_Record excerpts_
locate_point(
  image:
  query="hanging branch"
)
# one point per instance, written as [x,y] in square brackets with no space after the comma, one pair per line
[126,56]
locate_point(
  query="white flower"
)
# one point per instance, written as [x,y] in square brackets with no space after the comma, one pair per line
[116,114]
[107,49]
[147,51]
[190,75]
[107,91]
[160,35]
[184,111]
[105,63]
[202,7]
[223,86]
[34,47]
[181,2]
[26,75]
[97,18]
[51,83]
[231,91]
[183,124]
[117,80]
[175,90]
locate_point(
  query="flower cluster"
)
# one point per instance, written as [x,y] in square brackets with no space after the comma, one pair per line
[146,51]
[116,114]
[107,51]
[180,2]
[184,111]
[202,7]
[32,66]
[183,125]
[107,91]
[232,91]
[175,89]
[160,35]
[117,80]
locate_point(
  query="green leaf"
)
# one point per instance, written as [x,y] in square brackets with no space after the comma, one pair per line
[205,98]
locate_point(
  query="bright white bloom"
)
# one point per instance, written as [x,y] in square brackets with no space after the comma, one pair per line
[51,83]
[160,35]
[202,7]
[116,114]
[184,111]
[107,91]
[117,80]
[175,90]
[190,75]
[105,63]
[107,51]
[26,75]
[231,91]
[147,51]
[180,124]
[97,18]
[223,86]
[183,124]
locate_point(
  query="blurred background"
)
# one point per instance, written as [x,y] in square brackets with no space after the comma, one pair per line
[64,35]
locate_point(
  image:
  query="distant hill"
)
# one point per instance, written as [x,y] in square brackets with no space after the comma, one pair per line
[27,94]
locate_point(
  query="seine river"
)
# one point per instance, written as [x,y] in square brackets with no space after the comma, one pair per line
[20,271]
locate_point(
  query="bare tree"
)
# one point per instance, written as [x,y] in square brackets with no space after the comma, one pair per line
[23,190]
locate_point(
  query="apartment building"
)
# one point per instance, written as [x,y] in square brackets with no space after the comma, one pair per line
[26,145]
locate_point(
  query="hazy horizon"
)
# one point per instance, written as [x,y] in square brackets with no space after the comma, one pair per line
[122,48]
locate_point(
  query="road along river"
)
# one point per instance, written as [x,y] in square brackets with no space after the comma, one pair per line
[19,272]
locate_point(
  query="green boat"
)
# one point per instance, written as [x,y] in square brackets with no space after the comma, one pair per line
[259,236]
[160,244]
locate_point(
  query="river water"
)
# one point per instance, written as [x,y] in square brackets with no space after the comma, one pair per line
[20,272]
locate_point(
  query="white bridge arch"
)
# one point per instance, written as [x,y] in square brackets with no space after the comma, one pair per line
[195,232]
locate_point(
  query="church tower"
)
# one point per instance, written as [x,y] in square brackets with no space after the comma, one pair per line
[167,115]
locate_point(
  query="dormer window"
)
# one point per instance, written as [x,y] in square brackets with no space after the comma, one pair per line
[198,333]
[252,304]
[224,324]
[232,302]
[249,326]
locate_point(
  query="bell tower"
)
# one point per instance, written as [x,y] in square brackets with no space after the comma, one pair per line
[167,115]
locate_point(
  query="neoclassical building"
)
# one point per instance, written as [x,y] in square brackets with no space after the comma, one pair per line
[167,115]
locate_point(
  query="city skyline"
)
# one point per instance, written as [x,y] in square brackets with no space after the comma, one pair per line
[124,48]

_Exercise requirements_
Print the whole listing exactly as it is.

_Result_
locate_point(
  image:
  query="hanging branch"
)
# one point per instance, written as [x,y] in square brackets with no space after the comma, one pair per line
[126,56]
locate_point(
  query="white flower"
)
# one point per instance, written as [x,y] in square brackets with no space after the comma, one pair per line
[116,114]
[107,49]
[147,51]
[190,75]
[107,91]
[160,35]
[184,111]
[105,63]
[202,7]
[223,86]
[34,47]
[181,2]
[26,75]
[97,18]
[51,83]
[231,91]
[183,124]
[117,80]
[175,90]
locate_point(
  query="flower cluster"
)
# one point per instance, written as [x,y] in square brackets with no space after the comma, one pair per line
[146,51]
[116,114]
[107,51]
[180,2]
[184,111]
[202,7]
[32,66]
[183,125]
[107,91]
[232,91]
[175,89]
[160,35]
[117,80]
locate_point(
  query="green leaf"
)
# one point per instance, written as [x,y] in square brackets with no space after the comma, one pair per line
[205,98]
locate_point(
  query="bright white bloom"
)
# one point per instance, written as [x,y] in square brackets with no space after the comma, one pair per line
[51,83]
[160,35]
[202,7]
[116,114]
[184,111]
[107,91]
[117,80]
[175,90]
[190,75]
[105,63]
[107,51]
[26,75]
[231,91]
[147,51]
[180,124]
[97,18]
[223,86]
[183,124]
locate_point(
  query="blurred background"
)
# one point per instance, written as [x,y] in square brackets with no space after the comma, one pair per line
[64,35]
locate_point(
  image:
  query="distant hill"
)
# one point per instance, written as [x,y] in square brackets with no space after the comma, one pair per line
[27,94]
locate_point(
  query="seine river"
)
# one point per instance, written as [x,y] in square brackets with no space after the comma, one pair per line
[20,271]
locate_point(
  query="bare tree"
)
# one point per instance, written as [x,y] in square brackets with no space after the comma, one pair per line
[23,190]
locate_point(
  query="apartment building"
)
# one point per instance, written as [x,y] in square brackets with no space after the comma, one pair per line
[26,145]
locate_point(
  query="hazy horizon"
)
# one point per instance, written as [x,y] in square brackets with no space after the comma, one pair per line
[122,48]
locate_point(
  query="road along river"
)
# one point per instance, written as [x,y] in square brackets with no space after the comma, one pair per line
[19,272]
locate_point(
  query="green boat"
)
# one point per instance, written as [x,y] in square brackets with no space after the comma, one pair per line
[259,236]
[160,244]
locate_point(
  query="river water"
)
# one point per instance, written as [x,y] in square brackets with no space after the comma, one pair per line
[20,272]
locate_point(
  query="white bridge arch"
)
# one point per instance, written as [x,y] in square brackets with no space after the comma, one pair per line
[195,232]
locate_point(
  query="church tower"
)
# one point per instance, written as [x,y] in square brackets with no space after the comma, one pair per line
[167,115]
locate_point(
  query="dormer window"
)
# one point per instance, written as [x,y] in square brackets with no space after the comma, one pair per line
[198,333]
[252,304]
[224,324]
[232,302]
[249,326]
locate_point(
  query="bell tower"
)
# one point per instance, written as [x,y] in square brackets with no space after the comma, one pair per line
[167,115]
locate_point(
  query="neoclassical building"
)
# one point per instance, written as [x,y] in square brackets with no space after the comma, one pair per line
[167,115]
locate_point(
  query="city skyline"
)
# one point per instance, written as [x,y] in square brackets with no space after the comma, one pair per line
[124,48]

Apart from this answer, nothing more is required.